Task details: Could you lay out every line of the entries below as a Markdown table with the columns Row and Line, skipping blank lines and leaving out the pictures?

Records for processing:
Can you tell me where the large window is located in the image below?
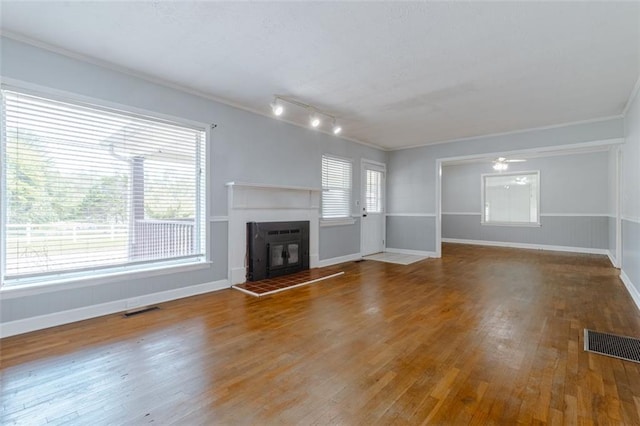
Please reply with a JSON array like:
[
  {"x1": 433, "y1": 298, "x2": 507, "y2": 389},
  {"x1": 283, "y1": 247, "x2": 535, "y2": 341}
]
[
  {"x1": 482, "y1": 171, "x2": 540, "y2": 226},
  {"x1": 1, "y1": 89, "x2": 206, "y2": 285},
  {"x1": 322, "y1": 155, "x2": 352, "y2": 219}
]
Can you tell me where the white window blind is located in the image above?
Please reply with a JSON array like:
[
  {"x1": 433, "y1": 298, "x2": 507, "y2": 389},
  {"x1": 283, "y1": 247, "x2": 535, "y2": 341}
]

Task answer:
| Row | Line |
|---|---|
| 1 | Can you tell me where the large window is located in the image below? |
| 2 | Please reply with a JSON array like: |
| 3 | [ |
| 4 |   {"x1": 433, "y1": 298, "x2": 507, "y2": 389}, |
| 5 |   {"x1": 283, "y1": 247, "x2": 535, "y2": 341} |
| 6 | ] |
| 7 | [ |
| 8 |   {"x1": 482, "y1": 171, "x2": 540, "y2": 226}, |
| 9 |   {"x1": 1, "y1": 89, "x2": 206, "y2": 285}, |
| 10 |   {"x1": 322, "y1": 155, "x2": 352, "y2": 219} |
| 11 | ] |
| 12 | Can you tell me where the white window blind is located in the image above? |
| 13 | Please reply with a JSON array like: |
| 14 | [ |
| 15 |   {"x1": 433, "y1": 298, "x2": 507, "y2": 389}, |
| 16 |   {"x1": 283, "y1": 247, "x2": 535, "y2": 341} |
| 17 | ] |